Task details | Copy each of the entries below word for word.

Entries from a collection |

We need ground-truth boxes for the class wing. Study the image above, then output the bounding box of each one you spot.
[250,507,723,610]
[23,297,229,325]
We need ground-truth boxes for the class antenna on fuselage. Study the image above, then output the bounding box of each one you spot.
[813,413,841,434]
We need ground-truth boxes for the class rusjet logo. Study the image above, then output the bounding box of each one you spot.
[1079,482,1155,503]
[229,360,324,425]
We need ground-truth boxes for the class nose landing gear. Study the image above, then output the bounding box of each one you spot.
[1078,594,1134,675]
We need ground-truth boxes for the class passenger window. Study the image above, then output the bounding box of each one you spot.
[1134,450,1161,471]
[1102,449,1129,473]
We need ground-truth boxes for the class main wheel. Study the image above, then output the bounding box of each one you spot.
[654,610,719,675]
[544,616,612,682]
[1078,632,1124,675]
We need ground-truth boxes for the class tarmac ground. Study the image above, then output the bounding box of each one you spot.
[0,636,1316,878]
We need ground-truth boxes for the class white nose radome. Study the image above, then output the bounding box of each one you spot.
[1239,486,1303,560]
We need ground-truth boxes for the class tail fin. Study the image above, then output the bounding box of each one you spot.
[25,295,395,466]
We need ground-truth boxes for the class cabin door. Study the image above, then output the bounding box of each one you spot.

The answer |
We need ground-truth boxes for the class wing. Study the image above, then output the bounding box of each one you spot.
[250,507,723,610]
[23,297,229,325]
We need ground-truth boxes for the class antenna on fuselage. Study the image above, then output the bounding box of each one you spot.
[813,413,841,434]
We need ground-truth boxes for the class rusjet logo. Study the image above, then output the bounding box of each one you spot.
[1079,482,1155,503]
[229,360,324,425]
We need ground-truth boxes for the class nose landing gear. Study the image above, then output the bounding box of each one you spot.
[1078,594,1134,675]
We need ground-truth boxes for the class passenger window. Study the image above, then output the bounding box of each one you spot.
[1134,450,1161,471]
[1102,449,1129,473]
We need ground-truth boxes for the class main wheel. Study the image above, then output the bounding box of each one you spot.
[654,610,719,675]
[544,616,612,682]
[1078,632,1124,675]
We need ground-truth boxes for the class tarmac ground. Study the image above, then output the bounding box of each one you spot.
[0,636,1316,878]
We need ground-truth boxes for the class white nose radome. Study the image above, then output the bounding box of each one you spot.
[1239,486,1303,560]
We need ground-truth boxes for the class tail fin. Study the image above, then output the bounding box of each one you spot.
[25,295,395,466]
We need ground-truth boxes for the class cabin door. Study the image above, then output the bounding box of each one you spot.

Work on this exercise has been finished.